What the task requires
Gather every line of the data below that contains the word "field", and copy each one. Letter case matters.
**********
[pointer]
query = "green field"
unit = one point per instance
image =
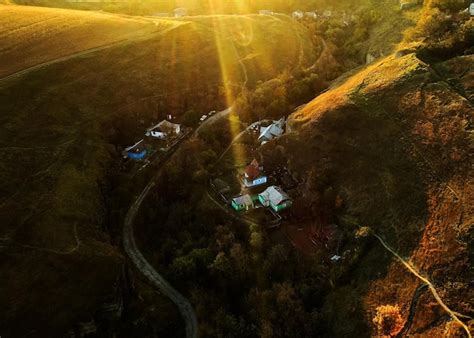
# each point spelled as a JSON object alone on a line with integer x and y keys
{"x": 60, "y": 124}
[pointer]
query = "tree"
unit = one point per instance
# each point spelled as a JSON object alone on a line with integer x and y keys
{"x": 388, "y": 321}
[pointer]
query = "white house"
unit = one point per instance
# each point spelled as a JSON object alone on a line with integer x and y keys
{"x": 244, "y": 202}
{"x": 253, "y": 175}
{"x": 298, "y": 15}
{"x": 311, "y": 15}
{"x": 265, "y": 12}
{"x": 163, "y": 129}
{"x": 275, "y": 198}
{"x": 327, "y": 13}
{"x": 180, "y": 12}
{"x": 274, "y": 130}
{"x": 161, "y": 15}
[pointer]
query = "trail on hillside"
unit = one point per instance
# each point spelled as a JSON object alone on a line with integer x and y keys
{"x": 453, "y": 314}
{"x": 139, "y": 260}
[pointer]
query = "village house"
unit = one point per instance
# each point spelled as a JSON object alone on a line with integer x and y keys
{"x": 163, "y": 130}
{"x": 180, "y": 12}
{"x": 274, "y": 130}
{"x": 253, "y": 175}
{"x": 136, "y": 152}
{"x": 161, "y": 15}
{"x": 327, "y": 14}
{"x": 275, "y": 198}
{"x": 221, "y": 186}
{"x": 265, "y": 12}
{"x": 244, "y": 202}
{"x": 297, "y": 15}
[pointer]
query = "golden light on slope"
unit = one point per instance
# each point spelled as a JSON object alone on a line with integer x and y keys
{"x": 224, "y": 41}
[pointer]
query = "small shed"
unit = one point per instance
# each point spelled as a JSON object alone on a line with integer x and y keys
{"x": 297, "y": 15}
{"x": 244, "y": 202}
{"x": 275, "y": 198}
{"x": 274, "y": 130}
{"x": 253, "y": 175}
{"x": 136, "y": 152}
{"x": 180, "y": 12}
{"x": 221, "y": 186}
{"x": 163, "y": 129}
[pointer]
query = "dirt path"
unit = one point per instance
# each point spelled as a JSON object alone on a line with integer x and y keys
{"x": 454, "y": 315}
{"x": 141, "y": 263}
{"x": 411, "y": 314}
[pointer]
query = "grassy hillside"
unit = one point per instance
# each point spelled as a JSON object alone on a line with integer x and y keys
{"x": 393, "y": 143}
{"x": 33, "y": 35}
{"x": 57, "y": 123}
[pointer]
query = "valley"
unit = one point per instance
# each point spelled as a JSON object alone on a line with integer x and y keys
{"x": 317, "y": 181}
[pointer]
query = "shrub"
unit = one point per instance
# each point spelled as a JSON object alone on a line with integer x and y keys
{"x": 388, "y": 321}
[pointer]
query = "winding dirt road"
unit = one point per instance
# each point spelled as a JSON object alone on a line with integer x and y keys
{"x": 139, "y": 260}
{"x": 454, "y": 315}
{"x": 149, "y": 272}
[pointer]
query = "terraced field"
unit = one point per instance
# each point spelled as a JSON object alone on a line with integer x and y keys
{"x": 33, "y": 35}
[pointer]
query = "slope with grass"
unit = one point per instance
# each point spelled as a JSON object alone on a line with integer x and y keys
{"x": 32, "y": 35}
{"x": 60, "y": 124}
{"x": 393, "y": 141}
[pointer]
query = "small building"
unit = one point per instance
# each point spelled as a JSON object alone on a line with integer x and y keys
{"x": 244, "y": 202}
{"x": 404, "y": 4}
{"x": 253, "y": 175}
{"x": 161, "y": 15}
{"x": 297, "y": 15}
{"x": 274, "y": 130}
{"x": 327, "y": 14}
{"x": 180, "y": 12}
{"x": 136, "y": 152}
{"x": 275, "y": 198}
{"x": 163, "y": 130}
{"x": 221, "y": 186}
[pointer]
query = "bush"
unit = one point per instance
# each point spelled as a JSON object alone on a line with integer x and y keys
{"x": 388, "y": 321}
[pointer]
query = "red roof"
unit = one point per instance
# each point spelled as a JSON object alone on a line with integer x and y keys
{"x": 253, "y": 170}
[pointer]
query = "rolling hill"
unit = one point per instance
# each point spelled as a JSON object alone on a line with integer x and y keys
{"x": 32, "y": 35}
{"x": 92, "y": 83}
{"x": 393, "y": 142}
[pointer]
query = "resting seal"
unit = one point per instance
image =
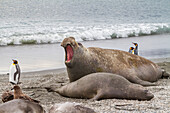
**********
Exercise answer
query = "green field"
query = "terraced field"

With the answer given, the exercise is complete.